_GIVEN EXERCISE_
Report every line of the records below that contains the word "branch", matching case exactly.

_AVAILABLE DATA_

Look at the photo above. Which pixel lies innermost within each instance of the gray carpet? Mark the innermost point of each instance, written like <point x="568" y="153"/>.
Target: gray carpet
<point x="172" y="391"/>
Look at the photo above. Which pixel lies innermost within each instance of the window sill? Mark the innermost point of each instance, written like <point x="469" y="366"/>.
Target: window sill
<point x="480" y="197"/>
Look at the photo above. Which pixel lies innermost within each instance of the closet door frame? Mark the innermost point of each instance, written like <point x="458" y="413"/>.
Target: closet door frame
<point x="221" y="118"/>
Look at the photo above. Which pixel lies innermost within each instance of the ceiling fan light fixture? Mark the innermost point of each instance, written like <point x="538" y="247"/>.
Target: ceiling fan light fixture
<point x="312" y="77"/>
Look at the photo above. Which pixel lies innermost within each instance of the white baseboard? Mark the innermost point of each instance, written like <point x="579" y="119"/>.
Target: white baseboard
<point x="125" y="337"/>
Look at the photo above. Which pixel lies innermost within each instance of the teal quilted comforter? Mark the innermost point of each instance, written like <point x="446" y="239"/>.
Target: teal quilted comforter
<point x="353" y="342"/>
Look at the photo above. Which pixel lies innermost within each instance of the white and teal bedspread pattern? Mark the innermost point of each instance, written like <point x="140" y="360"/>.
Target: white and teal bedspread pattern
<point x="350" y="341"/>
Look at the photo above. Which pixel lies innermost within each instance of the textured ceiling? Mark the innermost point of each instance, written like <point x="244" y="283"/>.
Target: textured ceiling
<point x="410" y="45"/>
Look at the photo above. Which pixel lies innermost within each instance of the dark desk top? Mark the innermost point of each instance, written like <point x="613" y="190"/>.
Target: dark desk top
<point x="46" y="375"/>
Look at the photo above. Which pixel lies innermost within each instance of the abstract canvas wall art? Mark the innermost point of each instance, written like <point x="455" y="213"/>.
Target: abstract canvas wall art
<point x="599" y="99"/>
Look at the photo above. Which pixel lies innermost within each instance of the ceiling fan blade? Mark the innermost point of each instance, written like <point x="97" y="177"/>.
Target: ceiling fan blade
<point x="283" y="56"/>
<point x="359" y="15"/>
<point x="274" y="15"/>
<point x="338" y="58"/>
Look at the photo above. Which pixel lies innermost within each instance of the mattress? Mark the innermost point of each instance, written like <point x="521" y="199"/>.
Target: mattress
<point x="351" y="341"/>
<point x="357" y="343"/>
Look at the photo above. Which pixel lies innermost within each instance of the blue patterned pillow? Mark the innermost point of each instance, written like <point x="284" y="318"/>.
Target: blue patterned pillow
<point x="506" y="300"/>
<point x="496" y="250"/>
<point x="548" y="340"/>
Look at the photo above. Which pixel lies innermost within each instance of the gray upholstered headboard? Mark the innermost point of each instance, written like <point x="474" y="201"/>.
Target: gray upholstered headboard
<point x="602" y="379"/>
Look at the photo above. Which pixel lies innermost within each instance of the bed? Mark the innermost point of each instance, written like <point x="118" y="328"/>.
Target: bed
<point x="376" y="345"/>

...

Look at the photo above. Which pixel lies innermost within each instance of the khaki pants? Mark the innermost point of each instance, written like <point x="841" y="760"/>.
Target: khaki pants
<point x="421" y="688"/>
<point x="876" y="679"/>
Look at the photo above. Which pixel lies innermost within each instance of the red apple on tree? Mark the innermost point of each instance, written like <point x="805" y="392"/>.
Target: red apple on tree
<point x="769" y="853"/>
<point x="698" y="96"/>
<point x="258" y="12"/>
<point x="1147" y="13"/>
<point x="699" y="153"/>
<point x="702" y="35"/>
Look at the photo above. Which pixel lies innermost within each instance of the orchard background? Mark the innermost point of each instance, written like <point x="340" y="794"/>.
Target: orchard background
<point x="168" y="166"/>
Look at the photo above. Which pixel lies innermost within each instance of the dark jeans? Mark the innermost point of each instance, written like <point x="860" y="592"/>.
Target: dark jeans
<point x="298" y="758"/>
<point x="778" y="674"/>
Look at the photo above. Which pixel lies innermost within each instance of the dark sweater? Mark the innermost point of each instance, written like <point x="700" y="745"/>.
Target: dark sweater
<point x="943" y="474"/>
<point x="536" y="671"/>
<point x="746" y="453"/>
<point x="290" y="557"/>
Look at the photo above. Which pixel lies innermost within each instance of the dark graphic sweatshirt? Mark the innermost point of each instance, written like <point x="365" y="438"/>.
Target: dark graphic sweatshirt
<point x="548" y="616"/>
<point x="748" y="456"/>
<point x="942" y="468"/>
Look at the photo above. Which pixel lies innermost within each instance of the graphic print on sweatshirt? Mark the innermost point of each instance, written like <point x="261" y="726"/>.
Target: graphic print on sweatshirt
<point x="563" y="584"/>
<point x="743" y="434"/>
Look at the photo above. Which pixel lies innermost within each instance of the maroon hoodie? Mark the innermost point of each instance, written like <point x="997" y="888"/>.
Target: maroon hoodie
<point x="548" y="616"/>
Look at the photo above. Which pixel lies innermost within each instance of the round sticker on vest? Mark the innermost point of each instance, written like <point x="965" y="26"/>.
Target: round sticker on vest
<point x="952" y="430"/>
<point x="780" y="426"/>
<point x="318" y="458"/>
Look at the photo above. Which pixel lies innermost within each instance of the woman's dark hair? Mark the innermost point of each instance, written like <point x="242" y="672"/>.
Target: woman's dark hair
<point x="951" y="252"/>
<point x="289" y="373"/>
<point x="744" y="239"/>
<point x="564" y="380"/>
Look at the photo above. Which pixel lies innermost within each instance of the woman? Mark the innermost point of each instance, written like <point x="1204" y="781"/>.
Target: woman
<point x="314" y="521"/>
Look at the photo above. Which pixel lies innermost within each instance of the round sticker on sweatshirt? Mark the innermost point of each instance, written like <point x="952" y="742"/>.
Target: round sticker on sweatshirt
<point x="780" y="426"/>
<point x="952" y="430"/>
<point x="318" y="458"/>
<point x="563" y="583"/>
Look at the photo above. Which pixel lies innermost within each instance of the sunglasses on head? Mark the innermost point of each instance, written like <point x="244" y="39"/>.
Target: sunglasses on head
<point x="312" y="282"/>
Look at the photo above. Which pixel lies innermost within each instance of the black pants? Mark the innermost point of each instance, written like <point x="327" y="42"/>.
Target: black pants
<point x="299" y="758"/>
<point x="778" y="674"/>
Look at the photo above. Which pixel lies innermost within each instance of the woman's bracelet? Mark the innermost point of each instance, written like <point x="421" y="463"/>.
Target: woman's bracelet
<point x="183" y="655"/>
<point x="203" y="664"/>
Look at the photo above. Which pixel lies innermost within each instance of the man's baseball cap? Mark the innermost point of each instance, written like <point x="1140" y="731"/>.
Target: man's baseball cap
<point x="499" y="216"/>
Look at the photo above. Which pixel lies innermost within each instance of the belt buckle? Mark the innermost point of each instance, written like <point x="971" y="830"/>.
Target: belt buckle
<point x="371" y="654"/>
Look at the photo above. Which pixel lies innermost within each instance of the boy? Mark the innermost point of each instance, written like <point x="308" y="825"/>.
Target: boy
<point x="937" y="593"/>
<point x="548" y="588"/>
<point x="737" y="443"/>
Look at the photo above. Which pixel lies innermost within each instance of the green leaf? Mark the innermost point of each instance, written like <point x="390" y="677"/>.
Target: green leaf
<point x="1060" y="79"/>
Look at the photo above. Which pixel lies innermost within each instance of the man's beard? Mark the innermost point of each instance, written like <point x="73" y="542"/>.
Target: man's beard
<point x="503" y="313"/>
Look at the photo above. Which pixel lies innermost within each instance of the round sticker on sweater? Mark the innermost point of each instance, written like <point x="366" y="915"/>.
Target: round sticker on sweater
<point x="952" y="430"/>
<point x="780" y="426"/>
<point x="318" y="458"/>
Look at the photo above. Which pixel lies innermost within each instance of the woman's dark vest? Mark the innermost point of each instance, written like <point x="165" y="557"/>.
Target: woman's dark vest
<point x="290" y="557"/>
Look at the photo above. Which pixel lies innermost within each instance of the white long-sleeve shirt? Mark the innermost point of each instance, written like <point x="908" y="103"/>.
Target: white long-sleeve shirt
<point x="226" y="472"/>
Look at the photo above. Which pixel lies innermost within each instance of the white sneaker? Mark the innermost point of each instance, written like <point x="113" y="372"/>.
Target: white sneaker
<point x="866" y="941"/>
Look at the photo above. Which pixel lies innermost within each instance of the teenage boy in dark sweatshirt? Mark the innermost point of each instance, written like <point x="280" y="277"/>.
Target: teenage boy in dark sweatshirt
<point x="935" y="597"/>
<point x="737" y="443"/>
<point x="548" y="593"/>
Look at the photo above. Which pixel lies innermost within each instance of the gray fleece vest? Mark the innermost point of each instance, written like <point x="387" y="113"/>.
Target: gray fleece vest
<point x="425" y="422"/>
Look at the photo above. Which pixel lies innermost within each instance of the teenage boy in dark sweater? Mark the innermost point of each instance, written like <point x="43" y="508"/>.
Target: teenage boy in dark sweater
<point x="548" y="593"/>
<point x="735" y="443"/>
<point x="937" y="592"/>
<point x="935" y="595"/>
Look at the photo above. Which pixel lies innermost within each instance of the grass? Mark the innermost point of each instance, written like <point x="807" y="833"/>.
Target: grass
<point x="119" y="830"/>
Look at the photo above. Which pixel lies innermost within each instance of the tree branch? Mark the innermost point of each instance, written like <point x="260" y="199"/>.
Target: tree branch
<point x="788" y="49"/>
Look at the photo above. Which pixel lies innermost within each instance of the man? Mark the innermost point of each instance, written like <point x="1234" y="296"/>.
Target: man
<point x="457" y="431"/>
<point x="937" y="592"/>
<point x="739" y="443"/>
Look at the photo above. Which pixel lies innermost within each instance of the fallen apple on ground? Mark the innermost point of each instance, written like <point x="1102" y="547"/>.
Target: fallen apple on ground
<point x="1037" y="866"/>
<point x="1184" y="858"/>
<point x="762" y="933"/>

_TASK RESULT_
Look at the photo above. Which pixel lies innermost within each instance of the tree branch? Mark the innermost point of each instance, written like <point x="260" y="199"/>.
Target: tree branch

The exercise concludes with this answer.